◆ Tarefa curta 1 ◆
Diga se cada afirmação concorda com o trecho selecionado, com sim ou não e as palavras do trecho que decidem. (a) Alessia Zecchini usa um tanque de ar na tentativa. (b) O mar ao redor dela acaba ficando preto. (c) Ela desmaia quando ainda está longe da superfície.
◆ Tarefa curta 2 ◆
Responda, por favor, com base no trecho selecionado:
(a) Que nomes aparecem entre parênteses ao lado do título?
(b) Sobre o que é o documentário?
(c) O que Alessia Zecchini tenta bater?
◆ Tarefa curta 3 ◆
Reproduza a parte do trecho selecionado entre "Nos primeiros minutos" e "superfície, ela desmaia.", inclusive.

◆ Trecho selecionado ◆
□ □ □

De Tirar o Fôlego (Netflix/A24)

Nos primeiros minutos de De Tirar o Fôlego, documentário sobre os mergulhos livres dos mais ousados apneístas do mundo, acompanhamos em tempo real a tentativa de Alessia Zecchini de alcançar, sem tanque de ar ou qualquer outro auxílio respiratório, as profundezas do mar e bater um recorde mundial. Acompanhamos em silêncio enquanto o mar à sua volta escurece e eventualmente se torna preto, longe de quase toda luz. Então, a poucos metros de voltar à superfície, ela desmaia.

□ □ □

(Entradas de um conjunto de dados de apontamento)
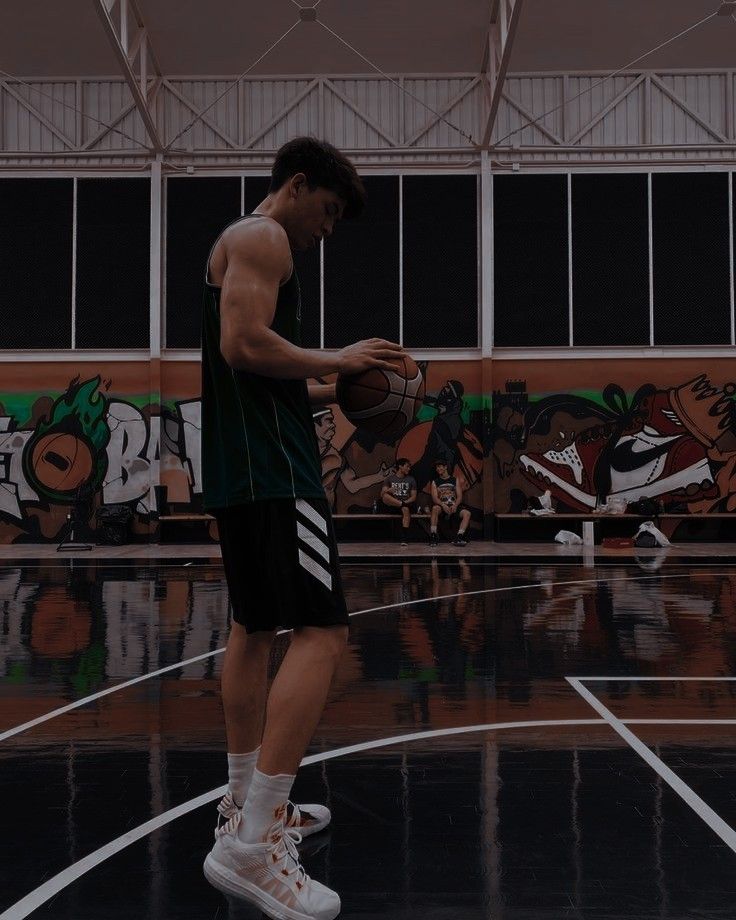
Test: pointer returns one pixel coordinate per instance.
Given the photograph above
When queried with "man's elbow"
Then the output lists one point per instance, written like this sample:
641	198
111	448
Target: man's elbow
237	356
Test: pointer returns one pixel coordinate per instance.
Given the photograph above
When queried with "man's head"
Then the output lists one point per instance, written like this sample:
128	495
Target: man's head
317	186
403	466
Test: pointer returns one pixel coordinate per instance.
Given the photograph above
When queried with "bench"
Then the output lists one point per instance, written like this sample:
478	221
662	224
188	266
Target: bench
186	517
597	516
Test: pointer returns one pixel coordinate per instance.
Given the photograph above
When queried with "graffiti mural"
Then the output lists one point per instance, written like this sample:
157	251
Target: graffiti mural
355	462
674	445
84	450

□ □ □

◆ Solução 1 ◆
(a) Não: "sem tanque de ar ou qualquer outro auxílio respiratório"
(b) Sim: "o mar à sua volta escurece e eventualmente se torna preto"
(c) Não: "a poucos metros de voltar à superfície, ela desmaia"

◆ Solução 2 ◆
(a) Netflix/A24
(b) Sobre os mergulhos livres dos mais ousados apneístas do mundo.
(c) Um recorde mundial.

◆ Solução 3 ◆
Nos primeiros minutos de De Tirar o Fôlego, documentário sobre os mergulhos livres dos mais ousados apneístas do mundo, acompanhamos em tempo real a tentativa de Alessia Zecchini de alcançar, sem tanque de ar ou qualquer outro auxílio respiratório, as profundezas do mar e bater um recorde mundial. Acompanhamos em silêncio enquanto o mar à sua volta escurece e eventualmente se torna preto, longe de quase toda luz. Então, a poucos metros de voltar à superfície, ela desmaia.